- [Challenge a]
Decide whether each of the following statements about the department store restaurant passage below agrees with that passage, and for each one answer yes or no, quoting the exact words of the passage that settle it. (i) Stella 34 Trattoria is set to close at the same time as the store. (ii) Nordstrom has about 200 restaurants and espresso bars in its U.S. department stores. (iii) Patina Restaurant Group has standalone restaurants on only one coast.

Restaurant and Foodservice

Department stores have been in a race to set themselves apart from each other for years, and the quest has become even more urgent in the age of online shopping. Increasingly, food has started to play a bigger role in those efforts. In addition to exclusive brands and signature fashion lines, retailers have been focusing on offering customers experiences that can’t be replicated in the digital world — and that includes restaurants. New concepts include department store dining aimed at catering to foodies, menus designed for health-conscious consumers and spots set up to serve cocktails to customers stopping to catch a second wind.

Macy’s Cellar Bar and Grill in Herald Square, NYC

Last year, Macy’s made a splash with the opening of Stella 34 Trattoria as part of the multi-year remodel of its Herald Square flagship in New York City. It’s not new for Macy’s stores to have on-site restaurants, but the new 10,000-square-foot Italian eatery will stay open later than the store, offer an innovative foodie-friendly menu and boast a gelato bar and views of the Empire State Building. Unlike many other in-store eateries, Stella 34 has the power of a big restaurant group behind it; Patina Restaurant Group is a heavy hitter, with standalone restaurants on both coasts as well as concepts at the Hollywood Bowl and Downtown Disney.

“Most restaurants in retail stores are designed and function as amenities to the retail concept, not destinations,” says Denver Restaurant Consultant John Imbergamo. “The Nordstrom Cafes and such are meant to keep shoppers in the store once they’re there, not to get them into the store. Stella 34 Trattoria might be the exception.”

Nordstrom boasts about 200 restaurants and espresso bars in its U.S. department stores, making the restaurant side of the company the size of a regional restaurant chain. The concepts include high-end cuisine, modern takes on comfort food, casual fare, small plates and even a fresh juice joint called Fruititude.

- [Listed records]

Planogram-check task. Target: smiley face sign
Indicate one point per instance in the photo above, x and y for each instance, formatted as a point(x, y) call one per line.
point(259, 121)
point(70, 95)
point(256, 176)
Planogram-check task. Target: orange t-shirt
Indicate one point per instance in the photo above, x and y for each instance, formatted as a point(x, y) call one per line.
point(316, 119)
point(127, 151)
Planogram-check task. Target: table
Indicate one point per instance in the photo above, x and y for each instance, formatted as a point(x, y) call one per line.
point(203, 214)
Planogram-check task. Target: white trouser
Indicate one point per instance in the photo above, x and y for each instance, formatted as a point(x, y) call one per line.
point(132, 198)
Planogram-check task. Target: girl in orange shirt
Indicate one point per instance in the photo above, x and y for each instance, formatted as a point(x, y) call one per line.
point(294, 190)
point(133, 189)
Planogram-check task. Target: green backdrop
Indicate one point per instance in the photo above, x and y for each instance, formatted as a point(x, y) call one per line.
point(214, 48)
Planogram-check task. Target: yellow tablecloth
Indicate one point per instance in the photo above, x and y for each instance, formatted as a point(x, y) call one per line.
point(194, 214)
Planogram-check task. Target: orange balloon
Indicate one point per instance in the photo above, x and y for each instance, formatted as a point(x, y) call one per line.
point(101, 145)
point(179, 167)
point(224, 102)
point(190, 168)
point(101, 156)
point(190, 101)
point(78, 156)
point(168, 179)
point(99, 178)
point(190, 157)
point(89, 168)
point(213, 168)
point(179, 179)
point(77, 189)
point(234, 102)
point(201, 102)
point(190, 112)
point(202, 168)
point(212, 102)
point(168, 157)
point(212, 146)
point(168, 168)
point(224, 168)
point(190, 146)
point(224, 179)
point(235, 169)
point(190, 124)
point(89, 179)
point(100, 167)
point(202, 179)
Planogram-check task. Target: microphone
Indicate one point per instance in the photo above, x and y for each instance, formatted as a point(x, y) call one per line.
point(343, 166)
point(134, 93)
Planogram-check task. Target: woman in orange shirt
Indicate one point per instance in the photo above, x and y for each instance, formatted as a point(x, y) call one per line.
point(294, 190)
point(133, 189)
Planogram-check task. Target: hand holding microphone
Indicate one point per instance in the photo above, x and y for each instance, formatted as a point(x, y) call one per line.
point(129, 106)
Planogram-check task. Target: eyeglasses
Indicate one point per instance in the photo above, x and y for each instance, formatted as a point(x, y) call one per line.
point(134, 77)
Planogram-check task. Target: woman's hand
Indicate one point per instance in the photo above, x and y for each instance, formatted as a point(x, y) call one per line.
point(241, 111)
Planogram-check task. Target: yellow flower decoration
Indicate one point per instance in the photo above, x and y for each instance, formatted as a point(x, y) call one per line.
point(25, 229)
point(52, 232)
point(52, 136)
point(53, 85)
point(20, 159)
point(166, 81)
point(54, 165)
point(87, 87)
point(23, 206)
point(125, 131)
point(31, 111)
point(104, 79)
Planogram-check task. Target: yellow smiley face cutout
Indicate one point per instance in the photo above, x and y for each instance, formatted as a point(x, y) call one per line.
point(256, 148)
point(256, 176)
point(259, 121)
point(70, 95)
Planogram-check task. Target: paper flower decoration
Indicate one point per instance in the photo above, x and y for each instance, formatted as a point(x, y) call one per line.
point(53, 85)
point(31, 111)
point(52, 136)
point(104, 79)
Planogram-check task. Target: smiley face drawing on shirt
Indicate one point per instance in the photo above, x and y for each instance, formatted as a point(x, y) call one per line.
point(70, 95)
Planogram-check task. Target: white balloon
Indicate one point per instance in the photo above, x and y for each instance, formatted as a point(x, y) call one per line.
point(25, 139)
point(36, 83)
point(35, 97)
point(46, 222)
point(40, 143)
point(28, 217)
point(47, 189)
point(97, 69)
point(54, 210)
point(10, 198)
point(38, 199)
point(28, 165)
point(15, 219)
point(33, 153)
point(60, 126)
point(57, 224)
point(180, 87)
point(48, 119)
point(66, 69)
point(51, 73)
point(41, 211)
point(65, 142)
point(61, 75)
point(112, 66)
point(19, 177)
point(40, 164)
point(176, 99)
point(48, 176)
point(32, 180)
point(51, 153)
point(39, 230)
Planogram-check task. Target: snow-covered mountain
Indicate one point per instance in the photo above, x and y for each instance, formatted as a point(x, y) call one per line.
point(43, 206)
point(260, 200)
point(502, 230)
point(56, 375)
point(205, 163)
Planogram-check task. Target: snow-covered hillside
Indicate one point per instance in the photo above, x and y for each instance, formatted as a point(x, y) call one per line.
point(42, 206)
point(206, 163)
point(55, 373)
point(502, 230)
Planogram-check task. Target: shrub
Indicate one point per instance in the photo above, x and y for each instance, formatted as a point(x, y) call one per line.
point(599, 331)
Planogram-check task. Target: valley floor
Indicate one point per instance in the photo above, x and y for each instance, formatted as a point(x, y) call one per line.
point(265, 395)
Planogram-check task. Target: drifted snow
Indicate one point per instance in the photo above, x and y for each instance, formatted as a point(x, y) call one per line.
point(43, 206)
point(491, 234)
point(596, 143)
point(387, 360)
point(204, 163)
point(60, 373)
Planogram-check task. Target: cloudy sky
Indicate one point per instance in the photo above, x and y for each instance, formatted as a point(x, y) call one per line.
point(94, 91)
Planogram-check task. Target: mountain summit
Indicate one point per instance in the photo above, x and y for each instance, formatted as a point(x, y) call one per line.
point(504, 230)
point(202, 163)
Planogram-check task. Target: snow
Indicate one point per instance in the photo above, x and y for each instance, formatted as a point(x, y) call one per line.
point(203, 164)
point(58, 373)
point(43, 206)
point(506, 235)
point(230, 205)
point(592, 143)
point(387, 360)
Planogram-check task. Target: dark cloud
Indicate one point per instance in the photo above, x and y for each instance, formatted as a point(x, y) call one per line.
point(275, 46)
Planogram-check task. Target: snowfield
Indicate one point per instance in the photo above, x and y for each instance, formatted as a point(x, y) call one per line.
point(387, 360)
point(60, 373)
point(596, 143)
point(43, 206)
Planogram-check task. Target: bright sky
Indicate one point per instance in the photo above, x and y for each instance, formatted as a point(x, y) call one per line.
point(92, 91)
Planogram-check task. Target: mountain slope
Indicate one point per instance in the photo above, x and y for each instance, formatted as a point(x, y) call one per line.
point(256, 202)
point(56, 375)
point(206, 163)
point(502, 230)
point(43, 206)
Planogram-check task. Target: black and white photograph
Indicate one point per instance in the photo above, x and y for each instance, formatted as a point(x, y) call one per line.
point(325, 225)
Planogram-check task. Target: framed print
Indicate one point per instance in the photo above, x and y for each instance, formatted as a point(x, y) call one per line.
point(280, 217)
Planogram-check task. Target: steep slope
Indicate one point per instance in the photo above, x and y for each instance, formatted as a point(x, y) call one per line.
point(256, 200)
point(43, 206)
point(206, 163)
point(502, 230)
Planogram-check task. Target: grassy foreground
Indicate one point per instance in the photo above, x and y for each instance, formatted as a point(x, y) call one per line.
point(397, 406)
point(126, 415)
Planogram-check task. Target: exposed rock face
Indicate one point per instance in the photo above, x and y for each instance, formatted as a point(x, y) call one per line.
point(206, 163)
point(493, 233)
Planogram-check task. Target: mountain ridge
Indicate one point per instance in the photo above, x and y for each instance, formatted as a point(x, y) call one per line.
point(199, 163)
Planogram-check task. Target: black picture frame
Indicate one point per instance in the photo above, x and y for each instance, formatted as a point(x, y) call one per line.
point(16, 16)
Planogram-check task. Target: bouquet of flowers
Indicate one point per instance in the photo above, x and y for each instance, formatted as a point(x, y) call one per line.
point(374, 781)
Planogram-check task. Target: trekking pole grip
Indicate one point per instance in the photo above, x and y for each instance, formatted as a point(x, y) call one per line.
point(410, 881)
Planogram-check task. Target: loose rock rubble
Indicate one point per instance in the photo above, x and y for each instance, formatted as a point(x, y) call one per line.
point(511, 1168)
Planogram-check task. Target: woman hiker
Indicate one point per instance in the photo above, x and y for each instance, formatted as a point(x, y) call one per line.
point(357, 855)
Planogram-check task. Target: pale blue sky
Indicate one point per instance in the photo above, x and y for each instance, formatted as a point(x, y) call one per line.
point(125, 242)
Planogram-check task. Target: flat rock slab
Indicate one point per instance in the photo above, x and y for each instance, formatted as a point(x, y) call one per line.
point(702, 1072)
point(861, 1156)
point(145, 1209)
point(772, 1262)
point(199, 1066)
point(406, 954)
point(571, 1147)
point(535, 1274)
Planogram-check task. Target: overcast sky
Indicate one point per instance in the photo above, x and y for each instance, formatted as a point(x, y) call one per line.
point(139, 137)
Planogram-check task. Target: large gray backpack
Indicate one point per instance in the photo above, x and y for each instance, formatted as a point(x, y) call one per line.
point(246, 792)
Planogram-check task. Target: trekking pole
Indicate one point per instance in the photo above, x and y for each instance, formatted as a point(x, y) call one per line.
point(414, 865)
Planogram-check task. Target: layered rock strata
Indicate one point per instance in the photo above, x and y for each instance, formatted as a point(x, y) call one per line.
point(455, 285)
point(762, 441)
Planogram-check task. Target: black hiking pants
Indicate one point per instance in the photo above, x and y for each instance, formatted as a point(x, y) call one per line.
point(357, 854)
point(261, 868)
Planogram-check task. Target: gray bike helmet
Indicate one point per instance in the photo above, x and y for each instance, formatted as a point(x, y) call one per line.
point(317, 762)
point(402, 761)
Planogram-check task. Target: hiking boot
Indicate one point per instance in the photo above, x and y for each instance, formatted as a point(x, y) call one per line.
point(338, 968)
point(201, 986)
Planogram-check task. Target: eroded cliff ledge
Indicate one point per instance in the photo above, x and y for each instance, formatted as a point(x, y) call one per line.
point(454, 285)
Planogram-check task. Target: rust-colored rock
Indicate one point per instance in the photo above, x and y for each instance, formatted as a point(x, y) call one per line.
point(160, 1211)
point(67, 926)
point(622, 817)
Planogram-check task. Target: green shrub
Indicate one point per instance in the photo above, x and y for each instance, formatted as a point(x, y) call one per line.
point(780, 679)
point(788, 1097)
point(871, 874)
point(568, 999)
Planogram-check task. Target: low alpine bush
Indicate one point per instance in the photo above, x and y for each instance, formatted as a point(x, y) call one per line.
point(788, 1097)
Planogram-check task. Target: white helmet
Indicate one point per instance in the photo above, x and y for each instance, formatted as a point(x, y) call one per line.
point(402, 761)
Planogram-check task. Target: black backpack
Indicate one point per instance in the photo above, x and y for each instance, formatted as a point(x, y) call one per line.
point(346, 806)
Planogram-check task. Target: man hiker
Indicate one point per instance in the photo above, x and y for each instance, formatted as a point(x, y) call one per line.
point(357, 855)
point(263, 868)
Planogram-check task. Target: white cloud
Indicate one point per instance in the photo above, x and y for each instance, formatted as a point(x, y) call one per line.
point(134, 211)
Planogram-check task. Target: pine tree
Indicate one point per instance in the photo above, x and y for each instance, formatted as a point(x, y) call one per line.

- [Challenge b]
In the records above, copy word for word everything from the line that contains "Planogram-check task. Target: table" down to the line that contains "point(202, 179)", including both of those lines.

- [Reply a]
(i) No: "will stay open later than the store"
(ii) Yes: "Nordstrom boasts about 200 restaurants and espresso bars in its U.S. department stores"
(iii) No: "with standalone restaurants on both coasts"

- [Reply b]
Planogram-check task. Target: table
Indicate one point per instance in the photo above, x and y for each instance, formatted as a point(x, y) call one per line.
point(203, 214)
Planogram-check task. Target: white trouser
Indicate one point per instance in the photo above, x and y for each instance, formatted as a point(x, y) call one per line.
point(132, 198)
Planogram-check task. Target: girl in orange shirt
Indicate one point per instance in the photo above, x and y for each instance, formatted as a point(x, y) call one per line.
point(294, 190)
point(133, 189)
Planogram-check task. Target: green backdrop
Indicate one point per instance in the photo above, x and y for each instance, formatted as a point(x, y) call one per line.
point(214, 48)
Planogram-check task. Target: yellow tablecloth
Indicate one point per instance in the photo above, x and y for each instance, formatted as a point(x, y) call one per line.
point(194, 214)
Planogram-check task. Target: orange balloon
Indicate one point per instance in the photo above, x and y for each instance, formatted as a point(x, y) call one per line.
point(101, 145)
point(179, 167)
point(224, 102)
point(190, 168)
point(101, 156)
point(190, 101)
point(78, 156)
point(168, 179)
point(99, 178)
point(190, 157)
point(89, 168)
point(213, 168)
point(179, 179)
point(77, 189)
point(234, 102)
point(201, 102)
point(190, 112)
point(202, 168)
point(212, 102)
point(168, 157)
point(212, 146)
point(168, 168)
point(224, 168)
point(190, 146)
point(224, 179)
point(235, 169)
point(190, 124)
point(89, 179)
point(100, 167)
point(202, 179)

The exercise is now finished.